#### 提示文
>>>>

説明

レンズ及びその製造方法

【課題】単体で収差の小さいレンズおよびその製造方法を提供する。
【解決手段】レンズ面10の表面に薄膜13が形成されてなるレンズ1であって、薄膜13は、所定の一方向に沿って該所定の一方向と直交する方向でかつレンズ面10の中心を通る線に対して、線対称な厚み分布を有するように厚みが変化し、かつ所定の一方向と直交する方向に沿って厚みが一定とされた非軸対称の厚み分布、あるいは所定の一方向に沿って該所定の一方向と直交する方向でかつレンズ面の中心を通る線に対して線対称な厚み分布を有するように厚みが変化し、かつ所定の一方向と直交する方向に沿って厚みが一定とされた非軸対称の厚み分布を有する。

【発明の詳細な説明】
【技術分野】
【0001】
本発明は、レンズ面を有してなるレンズ及びその製造方法に関し、特にレンズ面の表面に成膜をなすことにより収差を補正したレンズ及びその製造方法に関する。
【背景技術】
【0002】
光ディスク装置等に用いられる光ピックアップには、レーザ光源からの光を集光し記録媒体の表面に当てると共に、その反射光を受光素子へと導く対物レンズが用いられる。この対物レンズは、ガラス素材あるいは樹脂材を成形型により成形してなり、したがって成形型を予め製作しておく必要がある。成形型は、金属材を回転させ切削及び研削により非球面のレンズ形状を形成してなるため、ほぼ回転対称に非球面形状を形成することができるが、加工時において異物等を挟み込むことにより、非軸対称な形状となる場合がある。また、レンズを成形する際に、熱分布が均一でないことによっても、形状が非軸対称な形状となることがある。このように、成形されたレンズが非軸対称な形状を有することにより、非点収差が発生することとなる。

<<<<

#### 課題と演習
1 – レコードの中から「utility」という語を含む行をすべて書き出せ。
2 – レンズに関する文章の最後の文に続けて、その先を書け。
レンズに関する文章とレコードは、互いに関係がない。

#### データ一覧

>>>>

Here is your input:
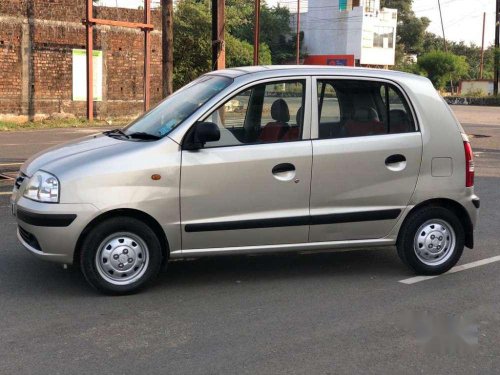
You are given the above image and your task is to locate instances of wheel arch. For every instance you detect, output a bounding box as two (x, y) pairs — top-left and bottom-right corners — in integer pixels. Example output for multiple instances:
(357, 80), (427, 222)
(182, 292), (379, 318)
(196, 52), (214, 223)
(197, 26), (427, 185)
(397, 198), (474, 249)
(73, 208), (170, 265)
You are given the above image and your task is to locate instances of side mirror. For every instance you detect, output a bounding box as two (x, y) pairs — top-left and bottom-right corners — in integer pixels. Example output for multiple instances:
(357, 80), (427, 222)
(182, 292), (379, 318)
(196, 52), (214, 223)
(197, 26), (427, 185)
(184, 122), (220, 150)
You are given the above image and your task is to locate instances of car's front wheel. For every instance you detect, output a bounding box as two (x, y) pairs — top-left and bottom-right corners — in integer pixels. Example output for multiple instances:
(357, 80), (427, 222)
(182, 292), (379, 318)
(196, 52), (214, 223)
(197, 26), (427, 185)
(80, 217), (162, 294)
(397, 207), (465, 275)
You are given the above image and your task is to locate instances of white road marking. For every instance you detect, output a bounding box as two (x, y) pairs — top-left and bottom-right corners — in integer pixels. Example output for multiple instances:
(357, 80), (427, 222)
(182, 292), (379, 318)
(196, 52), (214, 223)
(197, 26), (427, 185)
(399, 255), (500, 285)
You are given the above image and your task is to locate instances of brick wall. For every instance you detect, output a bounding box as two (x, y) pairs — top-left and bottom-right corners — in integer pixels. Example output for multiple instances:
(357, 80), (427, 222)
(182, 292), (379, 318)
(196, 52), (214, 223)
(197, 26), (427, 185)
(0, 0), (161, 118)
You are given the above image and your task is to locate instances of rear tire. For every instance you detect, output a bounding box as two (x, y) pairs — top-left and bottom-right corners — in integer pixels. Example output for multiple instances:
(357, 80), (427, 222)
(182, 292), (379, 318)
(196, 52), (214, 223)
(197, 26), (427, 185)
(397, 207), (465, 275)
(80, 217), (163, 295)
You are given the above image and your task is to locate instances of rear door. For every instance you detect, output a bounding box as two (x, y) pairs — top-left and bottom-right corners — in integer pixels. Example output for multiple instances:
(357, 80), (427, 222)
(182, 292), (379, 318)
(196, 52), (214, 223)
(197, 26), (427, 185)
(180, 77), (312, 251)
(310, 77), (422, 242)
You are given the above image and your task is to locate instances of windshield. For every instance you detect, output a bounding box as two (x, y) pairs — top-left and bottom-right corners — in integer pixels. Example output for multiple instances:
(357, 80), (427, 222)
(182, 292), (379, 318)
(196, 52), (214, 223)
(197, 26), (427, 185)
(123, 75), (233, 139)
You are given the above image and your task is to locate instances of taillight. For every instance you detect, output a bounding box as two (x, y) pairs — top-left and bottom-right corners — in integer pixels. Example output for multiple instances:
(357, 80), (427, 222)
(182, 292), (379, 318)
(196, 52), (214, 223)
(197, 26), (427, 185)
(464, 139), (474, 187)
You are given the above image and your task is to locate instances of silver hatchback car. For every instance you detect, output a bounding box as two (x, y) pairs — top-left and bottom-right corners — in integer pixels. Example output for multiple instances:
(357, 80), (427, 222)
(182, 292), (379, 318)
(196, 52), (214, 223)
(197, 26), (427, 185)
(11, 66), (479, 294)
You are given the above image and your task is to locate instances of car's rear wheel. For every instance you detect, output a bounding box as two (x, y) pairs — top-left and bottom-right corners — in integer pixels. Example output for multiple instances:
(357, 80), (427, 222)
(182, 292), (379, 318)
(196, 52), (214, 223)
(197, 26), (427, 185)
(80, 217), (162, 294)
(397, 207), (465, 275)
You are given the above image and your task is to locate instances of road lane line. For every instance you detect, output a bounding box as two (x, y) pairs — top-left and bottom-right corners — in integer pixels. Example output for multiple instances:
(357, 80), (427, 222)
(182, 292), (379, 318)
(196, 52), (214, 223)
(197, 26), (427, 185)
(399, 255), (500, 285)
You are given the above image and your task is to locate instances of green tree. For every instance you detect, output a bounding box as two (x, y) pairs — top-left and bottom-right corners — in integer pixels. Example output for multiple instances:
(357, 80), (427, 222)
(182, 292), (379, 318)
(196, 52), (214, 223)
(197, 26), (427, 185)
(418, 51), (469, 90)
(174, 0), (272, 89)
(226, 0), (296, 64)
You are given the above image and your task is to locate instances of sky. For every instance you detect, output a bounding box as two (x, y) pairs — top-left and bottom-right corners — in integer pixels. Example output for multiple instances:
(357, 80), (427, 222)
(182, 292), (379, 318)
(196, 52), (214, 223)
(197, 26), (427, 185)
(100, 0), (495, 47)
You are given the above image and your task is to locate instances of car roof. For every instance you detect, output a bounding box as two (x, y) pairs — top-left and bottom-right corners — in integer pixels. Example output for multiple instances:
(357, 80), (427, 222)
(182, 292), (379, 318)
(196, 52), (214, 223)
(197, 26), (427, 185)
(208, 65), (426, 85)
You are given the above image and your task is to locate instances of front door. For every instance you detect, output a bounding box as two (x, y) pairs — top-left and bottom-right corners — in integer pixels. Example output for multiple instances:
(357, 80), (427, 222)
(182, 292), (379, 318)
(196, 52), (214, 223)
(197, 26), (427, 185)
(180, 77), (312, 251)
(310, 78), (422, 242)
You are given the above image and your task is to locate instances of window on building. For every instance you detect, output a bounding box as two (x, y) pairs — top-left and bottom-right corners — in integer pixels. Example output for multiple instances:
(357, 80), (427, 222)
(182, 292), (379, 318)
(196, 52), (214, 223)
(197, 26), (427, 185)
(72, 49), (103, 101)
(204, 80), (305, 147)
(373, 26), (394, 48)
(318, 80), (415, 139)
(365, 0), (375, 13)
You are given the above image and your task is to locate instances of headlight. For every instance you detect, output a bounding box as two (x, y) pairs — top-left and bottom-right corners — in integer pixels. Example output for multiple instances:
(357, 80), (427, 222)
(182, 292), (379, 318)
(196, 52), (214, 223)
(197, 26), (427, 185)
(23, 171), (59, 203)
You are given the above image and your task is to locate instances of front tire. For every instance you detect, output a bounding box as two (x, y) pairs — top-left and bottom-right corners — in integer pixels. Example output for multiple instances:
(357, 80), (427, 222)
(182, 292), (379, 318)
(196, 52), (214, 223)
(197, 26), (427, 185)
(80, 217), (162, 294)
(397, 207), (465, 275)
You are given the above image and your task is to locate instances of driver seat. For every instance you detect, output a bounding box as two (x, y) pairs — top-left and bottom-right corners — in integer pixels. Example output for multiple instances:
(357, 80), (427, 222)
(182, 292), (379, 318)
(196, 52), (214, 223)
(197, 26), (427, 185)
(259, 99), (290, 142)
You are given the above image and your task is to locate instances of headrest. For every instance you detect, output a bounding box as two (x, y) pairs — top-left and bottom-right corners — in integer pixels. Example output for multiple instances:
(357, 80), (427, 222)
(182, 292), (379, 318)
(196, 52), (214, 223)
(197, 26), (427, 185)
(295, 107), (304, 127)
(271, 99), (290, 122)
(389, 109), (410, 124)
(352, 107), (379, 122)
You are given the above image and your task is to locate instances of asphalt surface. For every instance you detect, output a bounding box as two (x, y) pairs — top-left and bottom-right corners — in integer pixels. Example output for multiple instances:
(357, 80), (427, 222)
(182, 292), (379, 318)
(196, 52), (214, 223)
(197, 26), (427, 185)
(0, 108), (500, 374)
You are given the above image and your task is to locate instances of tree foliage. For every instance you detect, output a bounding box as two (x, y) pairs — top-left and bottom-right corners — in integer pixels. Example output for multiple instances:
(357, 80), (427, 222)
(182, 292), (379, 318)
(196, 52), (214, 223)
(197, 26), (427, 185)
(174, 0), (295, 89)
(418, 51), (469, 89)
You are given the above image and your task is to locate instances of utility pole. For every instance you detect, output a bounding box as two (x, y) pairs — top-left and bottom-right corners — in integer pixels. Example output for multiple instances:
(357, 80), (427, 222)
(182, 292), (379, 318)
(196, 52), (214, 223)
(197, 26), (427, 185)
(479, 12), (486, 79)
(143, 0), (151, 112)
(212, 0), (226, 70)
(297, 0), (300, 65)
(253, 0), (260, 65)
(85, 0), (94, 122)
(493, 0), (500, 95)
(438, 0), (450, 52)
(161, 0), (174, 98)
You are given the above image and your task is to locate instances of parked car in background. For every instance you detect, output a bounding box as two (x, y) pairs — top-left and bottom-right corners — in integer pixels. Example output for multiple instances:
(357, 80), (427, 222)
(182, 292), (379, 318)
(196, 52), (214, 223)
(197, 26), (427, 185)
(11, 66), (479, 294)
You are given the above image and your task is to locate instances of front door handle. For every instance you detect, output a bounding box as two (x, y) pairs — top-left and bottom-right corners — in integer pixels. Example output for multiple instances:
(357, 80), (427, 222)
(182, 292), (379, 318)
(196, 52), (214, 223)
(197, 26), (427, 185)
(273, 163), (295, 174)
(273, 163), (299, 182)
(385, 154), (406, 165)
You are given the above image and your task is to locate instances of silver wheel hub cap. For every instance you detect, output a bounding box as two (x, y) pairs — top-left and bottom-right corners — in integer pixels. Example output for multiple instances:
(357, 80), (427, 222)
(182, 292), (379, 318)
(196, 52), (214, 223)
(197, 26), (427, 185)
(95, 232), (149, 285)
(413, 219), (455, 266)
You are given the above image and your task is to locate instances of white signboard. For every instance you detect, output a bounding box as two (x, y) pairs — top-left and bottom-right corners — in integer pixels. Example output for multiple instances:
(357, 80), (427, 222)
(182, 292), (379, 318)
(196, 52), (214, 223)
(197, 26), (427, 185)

<<<<

#### 問題の解答
1 –
You are given the above image and your task is to locate instances of utility pole. For every instance you detect, output a bounding box as two (x, y) pairs — top-left and bottom-right corners — in integer pixels. Example output for multiple instances:

2 –
【0003】
また、対物レンズは光源側と記録媒体側の両面にレンズ面を有しており、このため成形型にも対向する2つのレンズ形成面が設けられる。これらの製作誤差等に伴い、対向する2つのレンズ形成面の軸がずれたり、あるいは傾きが生じることがある。これによって、レンズの両レンズ面に軸ずれあるいは傾きが生じることにより、コマ収差が発生することとなる。
【0004】
さらに、レンズに光軸と平行な光線を入射させたとき、レンズの光軸に近い光線の焦点位置に比べ、光軸から離れたレンズ周辺部に入射した光線の焦点位置がレンズに近い方にずれる、いわゆる球面収差が発生する。球面収差は、レンズの開口数が大きいほど、大きくなる。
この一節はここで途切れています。